» REQUIREMENT:
Set down, without alteration, the lines from the one that contains "--target wrinkled hand" through the final line of the material below.

•••••

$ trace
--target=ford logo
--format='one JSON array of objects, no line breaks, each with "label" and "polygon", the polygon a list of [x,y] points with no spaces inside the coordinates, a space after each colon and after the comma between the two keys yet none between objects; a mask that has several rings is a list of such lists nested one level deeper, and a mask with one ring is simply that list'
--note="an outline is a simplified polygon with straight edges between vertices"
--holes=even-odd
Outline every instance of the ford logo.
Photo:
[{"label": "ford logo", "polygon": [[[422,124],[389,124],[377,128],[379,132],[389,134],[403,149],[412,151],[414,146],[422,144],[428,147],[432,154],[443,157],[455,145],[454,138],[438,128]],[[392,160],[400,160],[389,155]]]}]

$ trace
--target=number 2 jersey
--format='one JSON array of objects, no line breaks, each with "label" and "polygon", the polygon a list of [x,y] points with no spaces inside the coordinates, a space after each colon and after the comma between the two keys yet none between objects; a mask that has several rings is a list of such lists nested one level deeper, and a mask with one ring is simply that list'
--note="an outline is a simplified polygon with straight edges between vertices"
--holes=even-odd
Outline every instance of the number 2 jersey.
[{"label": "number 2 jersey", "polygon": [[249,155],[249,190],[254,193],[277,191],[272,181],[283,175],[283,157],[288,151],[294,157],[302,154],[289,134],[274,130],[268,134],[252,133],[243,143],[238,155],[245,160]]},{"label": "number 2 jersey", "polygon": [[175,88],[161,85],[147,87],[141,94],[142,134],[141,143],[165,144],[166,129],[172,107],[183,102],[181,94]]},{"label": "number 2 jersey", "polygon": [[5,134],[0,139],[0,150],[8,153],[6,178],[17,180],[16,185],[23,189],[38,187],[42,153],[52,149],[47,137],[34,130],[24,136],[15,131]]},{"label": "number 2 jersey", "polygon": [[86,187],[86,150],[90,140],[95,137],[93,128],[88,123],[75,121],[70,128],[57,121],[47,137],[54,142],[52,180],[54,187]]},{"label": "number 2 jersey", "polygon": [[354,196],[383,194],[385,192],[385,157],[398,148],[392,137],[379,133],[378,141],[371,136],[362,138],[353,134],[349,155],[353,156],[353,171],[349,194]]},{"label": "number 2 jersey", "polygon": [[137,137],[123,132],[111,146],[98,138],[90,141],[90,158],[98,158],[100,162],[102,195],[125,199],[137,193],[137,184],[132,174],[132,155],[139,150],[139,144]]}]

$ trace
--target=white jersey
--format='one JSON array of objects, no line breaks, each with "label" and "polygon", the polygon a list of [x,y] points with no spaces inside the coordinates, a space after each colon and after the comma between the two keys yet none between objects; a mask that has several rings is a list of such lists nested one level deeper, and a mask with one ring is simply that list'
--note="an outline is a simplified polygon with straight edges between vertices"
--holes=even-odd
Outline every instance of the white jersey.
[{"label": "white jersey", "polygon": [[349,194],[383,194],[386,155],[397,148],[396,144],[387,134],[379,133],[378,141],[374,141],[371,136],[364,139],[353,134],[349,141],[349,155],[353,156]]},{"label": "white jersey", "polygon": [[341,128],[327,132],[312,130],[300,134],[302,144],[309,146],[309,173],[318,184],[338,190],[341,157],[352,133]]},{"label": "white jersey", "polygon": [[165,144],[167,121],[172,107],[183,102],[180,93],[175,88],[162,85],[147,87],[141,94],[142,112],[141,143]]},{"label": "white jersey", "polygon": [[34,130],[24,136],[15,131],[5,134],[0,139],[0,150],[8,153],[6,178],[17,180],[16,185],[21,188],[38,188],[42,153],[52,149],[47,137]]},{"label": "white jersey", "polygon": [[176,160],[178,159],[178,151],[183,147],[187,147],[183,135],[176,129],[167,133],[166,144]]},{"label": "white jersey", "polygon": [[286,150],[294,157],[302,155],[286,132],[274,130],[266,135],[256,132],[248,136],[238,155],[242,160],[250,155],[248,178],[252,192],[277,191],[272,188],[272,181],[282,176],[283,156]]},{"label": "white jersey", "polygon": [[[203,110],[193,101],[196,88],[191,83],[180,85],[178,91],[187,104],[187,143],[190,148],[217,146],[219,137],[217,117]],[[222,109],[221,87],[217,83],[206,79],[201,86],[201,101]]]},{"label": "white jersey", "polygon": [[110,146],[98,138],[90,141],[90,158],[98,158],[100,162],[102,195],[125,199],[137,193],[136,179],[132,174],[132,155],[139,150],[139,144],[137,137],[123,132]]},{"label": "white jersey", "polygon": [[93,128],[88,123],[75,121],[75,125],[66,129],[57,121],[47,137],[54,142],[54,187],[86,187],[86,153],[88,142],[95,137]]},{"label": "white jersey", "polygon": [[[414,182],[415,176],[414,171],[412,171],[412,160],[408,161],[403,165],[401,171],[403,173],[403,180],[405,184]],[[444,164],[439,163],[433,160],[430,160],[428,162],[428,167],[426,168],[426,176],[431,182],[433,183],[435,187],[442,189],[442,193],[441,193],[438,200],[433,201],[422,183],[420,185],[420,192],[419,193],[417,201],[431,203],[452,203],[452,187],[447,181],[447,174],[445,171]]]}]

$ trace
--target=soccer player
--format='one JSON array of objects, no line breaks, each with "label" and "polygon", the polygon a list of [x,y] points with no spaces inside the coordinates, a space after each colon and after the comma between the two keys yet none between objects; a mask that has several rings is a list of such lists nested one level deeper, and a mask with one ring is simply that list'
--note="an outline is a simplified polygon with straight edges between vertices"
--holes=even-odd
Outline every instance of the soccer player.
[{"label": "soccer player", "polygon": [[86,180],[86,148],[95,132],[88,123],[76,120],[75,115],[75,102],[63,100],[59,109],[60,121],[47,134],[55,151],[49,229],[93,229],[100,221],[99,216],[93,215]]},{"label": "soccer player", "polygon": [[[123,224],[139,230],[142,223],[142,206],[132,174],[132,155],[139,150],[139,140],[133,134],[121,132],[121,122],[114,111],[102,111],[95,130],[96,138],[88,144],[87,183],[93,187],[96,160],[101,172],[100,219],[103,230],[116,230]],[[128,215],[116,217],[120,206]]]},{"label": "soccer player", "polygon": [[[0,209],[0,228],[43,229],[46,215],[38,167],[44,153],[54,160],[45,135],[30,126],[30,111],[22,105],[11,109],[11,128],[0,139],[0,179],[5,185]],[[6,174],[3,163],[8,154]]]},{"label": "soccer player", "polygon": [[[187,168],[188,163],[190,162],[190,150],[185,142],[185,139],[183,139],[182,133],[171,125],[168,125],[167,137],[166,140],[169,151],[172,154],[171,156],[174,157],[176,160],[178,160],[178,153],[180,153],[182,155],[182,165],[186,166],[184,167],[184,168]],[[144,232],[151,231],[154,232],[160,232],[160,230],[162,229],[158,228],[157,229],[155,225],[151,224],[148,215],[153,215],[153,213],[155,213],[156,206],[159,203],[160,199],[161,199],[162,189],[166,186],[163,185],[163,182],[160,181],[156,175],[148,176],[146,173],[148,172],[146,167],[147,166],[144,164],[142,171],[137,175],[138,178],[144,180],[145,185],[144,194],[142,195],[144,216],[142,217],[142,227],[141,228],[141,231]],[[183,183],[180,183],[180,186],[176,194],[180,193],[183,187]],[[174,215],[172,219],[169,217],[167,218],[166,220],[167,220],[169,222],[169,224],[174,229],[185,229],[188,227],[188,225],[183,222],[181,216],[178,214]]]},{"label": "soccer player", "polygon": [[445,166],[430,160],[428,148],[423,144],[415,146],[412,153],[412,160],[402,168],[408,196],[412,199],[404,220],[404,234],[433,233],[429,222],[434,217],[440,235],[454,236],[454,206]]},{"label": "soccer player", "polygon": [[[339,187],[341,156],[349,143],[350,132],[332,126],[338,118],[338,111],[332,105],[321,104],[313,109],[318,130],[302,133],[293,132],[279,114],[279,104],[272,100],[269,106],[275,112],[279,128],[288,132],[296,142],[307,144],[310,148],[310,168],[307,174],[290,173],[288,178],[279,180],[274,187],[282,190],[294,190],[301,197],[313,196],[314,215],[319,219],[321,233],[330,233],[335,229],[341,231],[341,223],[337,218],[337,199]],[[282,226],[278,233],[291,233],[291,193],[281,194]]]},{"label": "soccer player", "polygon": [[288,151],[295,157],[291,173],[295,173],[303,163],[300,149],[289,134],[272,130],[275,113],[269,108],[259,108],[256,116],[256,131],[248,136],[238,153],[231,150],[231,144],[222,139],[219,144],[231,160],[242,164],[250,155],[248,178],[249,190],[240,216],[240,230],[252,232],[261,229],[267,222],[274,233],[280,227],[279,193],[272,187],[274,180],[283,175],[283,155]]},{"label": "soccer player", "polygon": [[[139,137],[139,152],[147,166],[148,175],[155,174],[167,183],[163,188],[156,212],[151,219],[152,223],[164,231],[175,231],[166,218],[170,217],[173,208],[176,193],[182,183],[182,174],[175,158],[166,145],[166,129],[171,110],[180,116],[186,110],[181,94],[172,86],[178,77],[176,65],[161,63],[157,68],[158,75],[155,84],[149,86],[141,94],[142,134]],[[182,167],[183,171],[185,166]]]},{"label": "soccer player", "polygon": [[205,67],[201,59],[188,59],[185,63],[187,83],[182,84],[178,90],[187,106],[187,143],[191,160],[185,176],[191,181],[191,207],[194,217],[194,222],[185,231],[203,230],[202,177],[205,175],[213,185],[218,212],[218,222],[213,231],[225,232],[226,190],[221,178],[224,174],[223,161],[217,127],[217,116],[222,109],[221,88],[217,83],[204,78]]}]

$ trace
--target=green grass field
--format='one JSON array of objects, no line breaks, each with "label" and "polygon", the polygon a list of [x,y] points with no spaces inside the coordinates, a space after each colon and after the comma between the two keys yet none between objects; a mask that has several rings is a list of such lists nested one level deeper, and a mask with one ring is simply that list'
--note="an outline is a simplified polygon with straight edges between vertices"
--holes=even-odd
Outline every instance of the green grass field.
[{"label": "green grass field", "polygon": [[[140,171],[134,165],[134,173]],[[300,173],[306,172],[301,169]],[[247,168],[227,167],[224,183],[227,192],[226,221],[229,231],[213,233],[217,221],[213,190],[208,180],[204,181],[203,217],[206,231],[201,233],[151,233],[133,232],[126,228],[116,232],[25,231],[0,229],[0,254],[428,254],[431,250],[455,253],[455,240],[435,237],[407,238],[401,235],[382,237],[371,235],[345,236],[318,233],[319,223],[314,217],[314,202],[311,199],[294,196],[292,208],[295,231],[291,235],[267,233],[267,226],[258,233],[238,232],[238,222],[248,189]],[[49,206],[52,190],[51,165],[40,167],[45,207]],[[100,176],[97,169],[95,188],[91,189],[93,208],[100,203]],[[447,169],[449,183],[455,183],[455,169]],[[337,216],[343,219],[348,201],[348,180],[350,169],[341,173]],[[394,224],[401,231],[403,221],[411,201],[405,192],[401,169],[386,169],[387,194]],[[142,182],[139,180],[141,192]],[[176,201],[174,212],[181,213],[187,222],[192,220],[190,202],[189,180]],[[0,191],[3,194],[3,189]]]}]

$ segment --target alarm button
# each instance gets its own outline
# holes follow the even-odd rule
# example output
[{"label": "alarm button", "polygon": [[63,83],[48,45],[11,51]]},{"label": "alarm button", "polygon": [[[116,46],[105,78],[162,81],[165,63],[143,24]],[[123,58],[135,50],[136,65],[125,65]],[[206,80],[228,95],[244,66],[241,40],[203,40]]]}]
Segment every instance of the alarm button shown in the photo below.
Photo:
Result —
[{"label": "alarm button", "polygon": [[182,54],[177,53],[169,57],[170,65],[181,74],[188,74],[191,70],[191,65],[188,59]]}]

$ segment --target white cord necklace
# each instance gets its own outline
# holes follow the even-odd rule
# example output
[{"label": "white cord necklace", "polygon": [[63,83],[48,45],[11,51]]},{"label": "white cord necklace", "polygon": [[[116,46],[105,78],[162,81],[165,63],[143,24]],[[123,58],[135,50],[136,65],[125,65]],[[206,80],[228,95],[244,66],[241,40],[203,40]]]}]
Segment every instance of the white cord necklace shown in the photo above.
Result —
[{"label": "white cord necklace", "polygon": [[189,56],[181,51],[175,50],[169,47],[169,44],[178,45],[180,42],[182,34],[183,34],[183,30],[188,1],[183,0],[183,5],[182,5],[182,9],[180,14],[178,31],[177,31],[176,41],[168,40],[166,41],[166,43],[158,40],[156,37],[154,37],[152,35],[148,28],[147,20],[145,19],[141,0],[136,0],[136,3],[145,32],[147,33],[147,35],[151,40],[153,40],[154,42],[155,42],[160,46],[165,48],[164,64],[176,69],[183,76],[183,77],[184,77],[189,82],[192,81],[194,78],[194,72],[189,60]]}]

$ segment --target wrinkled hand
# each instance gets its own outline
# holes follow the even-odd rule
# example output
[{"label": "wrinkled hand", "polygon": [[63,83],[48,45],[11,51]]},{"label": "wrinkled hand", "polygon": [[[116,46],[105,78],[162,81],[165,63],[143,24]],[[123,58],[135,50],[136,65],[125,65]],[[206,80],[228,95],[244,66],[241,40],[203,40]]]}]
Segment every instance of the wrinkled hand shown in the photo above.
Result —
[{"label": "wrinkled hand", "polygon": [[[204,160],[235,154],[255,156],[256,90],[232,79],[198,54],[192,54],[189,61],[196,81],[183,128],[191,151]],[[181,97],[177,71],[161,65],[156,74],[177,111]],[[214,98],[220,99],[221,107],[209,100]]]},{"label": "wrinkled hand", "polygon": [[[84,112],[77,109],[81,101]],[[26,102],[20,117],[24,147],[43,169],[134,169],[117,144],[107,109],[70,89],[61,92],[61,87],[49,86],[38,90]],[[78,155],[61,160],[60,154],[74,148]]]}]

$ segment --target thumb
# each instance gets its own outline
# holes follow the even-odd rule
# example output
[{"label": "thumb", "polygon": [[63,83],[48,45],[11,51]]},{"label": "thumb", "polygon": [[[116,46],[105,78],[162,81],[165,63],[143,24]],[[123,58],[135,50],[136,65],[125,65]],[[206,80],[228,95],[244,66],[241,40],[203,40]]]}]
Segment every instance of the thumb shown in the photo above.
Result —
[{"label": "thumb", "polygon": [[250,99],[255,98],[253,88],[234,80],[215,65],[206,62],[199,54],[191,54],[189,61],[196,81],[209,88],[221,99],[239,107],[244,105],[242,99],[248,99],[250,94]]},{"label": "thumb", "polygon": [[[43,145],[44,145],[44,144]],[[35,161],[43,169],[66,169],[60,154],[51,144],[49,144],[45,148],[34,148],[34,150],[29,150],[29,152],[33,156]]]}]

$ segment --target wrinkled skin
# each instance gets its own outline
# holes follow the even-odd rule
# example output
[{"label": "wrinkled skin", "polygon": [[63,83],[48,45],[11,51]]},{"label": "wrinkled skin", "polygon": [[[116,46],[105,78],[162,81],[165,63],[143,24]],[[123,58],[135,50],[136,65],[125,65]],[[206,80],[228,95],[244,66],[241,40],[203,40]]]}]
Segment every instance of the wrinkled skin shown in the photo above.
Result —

•••••

» ANSWER TO THIS TASK:
$ segment --target wrinkled hand
# each instance gets its own outline
# holes follow the even-odd rule
# example output
[{"label": "wrinkled hand", "polygon": [[63,83],[48,45],[11,51]]},{"label": "wrinkled hand", "polygon": [[[116,46],[105,78],[162,81],[165,63],[143,24]],[[123,58],[135,50],[136,65],[125,65]],[[206,80],[228,95],[244,66],[241,40],[203,40]]]}]
Segment every instance of the wrinkled hand shown in the photo above.
Result —
[{"label": "wrinkled hand", "polygon": [[[204,160],[235,154],[255,156],[256,90],[232,79],[198,54],[192,54],[189,61],[196,81],[183,128],[191,151]],[[181,97],[177,71],[161,65],[156,74],[177,111]],[[214,98],[220,99],[221,107],[209,100]]]},{"label": "wrinkled hand", "polygon": [[[84,112],[77,109],[81,101]],[[26,102],[20,117],[24,147],[43,169],[134,169],[117,144],[107,109],[70,89],[61,92],[61,87],[49,86],[38,90]],[[78,155],[61,160],[60,154],[74,148]]]}]

$ segment --target thumb
# each instance gets its own outline
# holes follow the even-odd rule
# example output
[{"label": "thumb", "polygon": [[63,83],[48,45],[11,51]]},{"label": "thumb", "polygon": [[[116,46],[105,78],[162,81],[165,63],[143,24]],[[123,58],[135,50],[136,65],[125,65]],[[206,80],[228,95],[244,66],[241,40],[203,40]]]}]
Segment every instance of the thumb shown in the photo above.
Result —
[{"label": "thumb", "polygon": [[250,99],[255,98],[253,88],[234,80],[215,65],[206,62],[199,54],[191,54],[189,61],[196,81],[209,88],[221,99],[239,107],[244,105],[242,99],[248,99],[250,94]]},{"label": "thumb", "polygon": [[[43,145],[44,145],[44,144]],[[35,161],[43,169],[66,169],[60,154],[51,144],[49,144],[45,148],[34,148],[34,150],[29,150],[29,152],[33,156]]]}]

$ segment --target wrinkled skin
# each instance gets its own outline
# holes follow the even-odd rule
# example output
[{"label": "wrinkled skin", "polygon": [[63,83],[48,45],[11,51]]},{"label": "wrinkled skin", "polygon": [[[116,46],[105,78],[162,81],[165,63],[143,24]],[[123,58],[135,50],[136,65],[125,65]],[[206,80],[228,95],[244,66],[241,40],[203,40]]]}]
Segment every instance of the wrinkled skin shown in the photo above.
Result —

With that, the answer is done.